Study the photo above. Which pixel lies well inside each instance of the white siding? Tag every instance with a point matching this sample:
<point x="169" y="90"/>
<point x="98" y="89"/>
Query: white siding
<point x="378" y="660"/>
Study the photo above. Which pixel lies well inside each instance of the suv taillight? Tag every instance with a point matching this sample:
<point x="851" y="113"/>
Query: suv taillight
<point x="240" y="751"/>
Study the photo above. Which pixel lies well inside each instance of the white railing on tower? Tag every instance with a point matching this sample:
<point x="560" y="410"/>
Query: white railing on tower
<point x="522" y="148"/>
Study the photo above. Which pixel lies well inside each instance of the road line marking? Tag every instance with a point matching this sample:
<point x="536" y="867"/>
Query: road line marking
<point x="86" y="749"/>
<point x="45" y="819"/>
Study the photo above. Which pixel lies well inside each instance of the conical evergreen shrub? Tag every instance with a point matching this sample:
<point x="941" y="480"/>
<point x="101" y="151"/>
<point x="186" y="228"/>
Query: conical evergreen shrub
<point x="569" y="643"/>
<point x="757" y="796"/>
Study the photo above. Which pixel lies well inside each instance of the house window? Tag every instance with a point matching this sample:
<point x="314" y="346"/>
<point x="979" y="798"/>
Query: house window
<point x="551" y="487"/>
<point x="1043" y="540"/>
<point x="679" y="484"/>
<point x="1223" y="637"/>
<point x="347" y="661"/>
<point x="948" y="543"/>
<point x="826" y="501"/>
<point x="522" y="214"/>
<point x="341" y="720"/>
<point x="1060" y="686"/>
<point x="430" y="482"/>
········
Return every one of the rows above verbatim, changing no character and omitting none.

■ **RESPONSE TO THE TASK**
Study the photo above. Which pixel lies well inside each instance of the white siding? Tag every instance with a point matching this sample:
<point x="169" y="90"/>
<point x="98" y="89"/>
Query: white siding
<point x="378" y="660"/>
Study the photo above. Which pixel lies well inside each instance of the suv taillight? Tag every instance with a point matching this sample:
<point x="851" y="113"/>
Query: suv taillight
<point x="240" y="751"/>
Study the photo above. Which pixel lies well inside each instance of the white railing on tower? Tag every instance with a point matching this sample:
<point x="560" y="410"/>
Query: white railing on tower
<point x="522" y="148"/>
Study the photo above. Which pixel lies well inside each instance of the road line marking? Tag every instance with a point matching this sample:
<point x="536" y="867"/>
Query: road line marking
<point x="86" y="749"/>
<point x="45" y="819"/>
Study the photo above. Which pixel lies well inside each instance of the conical evergreen shrub? Tag every instance with a point matching this sample:
<point x="941" y="480"/>
<point x="101" y="151"/>
<point x="186" y="228"/>
Query: conical evergreen shrub
<point x="569" y="643"/>
<point x="757" y="796"/>
Study the photo above. Which pixel lies well inside each instance of the house window? Tag every instance with a point matching this sample:
<point x="314" y="346"/>
<point x="979" y="798"/>
Query: house window
<point x="551" y="487"/>
<point x="1043" y="540"/>
<point x="679" y="484"/>
<point x="1223" y="637"/>
<point x="347" y="661"/>
<point x="948" y="543"/>
<point x="826" y="501"/>
<point x="522" y="214"/>
<point x="341" y="720"/>
<point x="1060" y="686"/>
<point x="430" y="482"/>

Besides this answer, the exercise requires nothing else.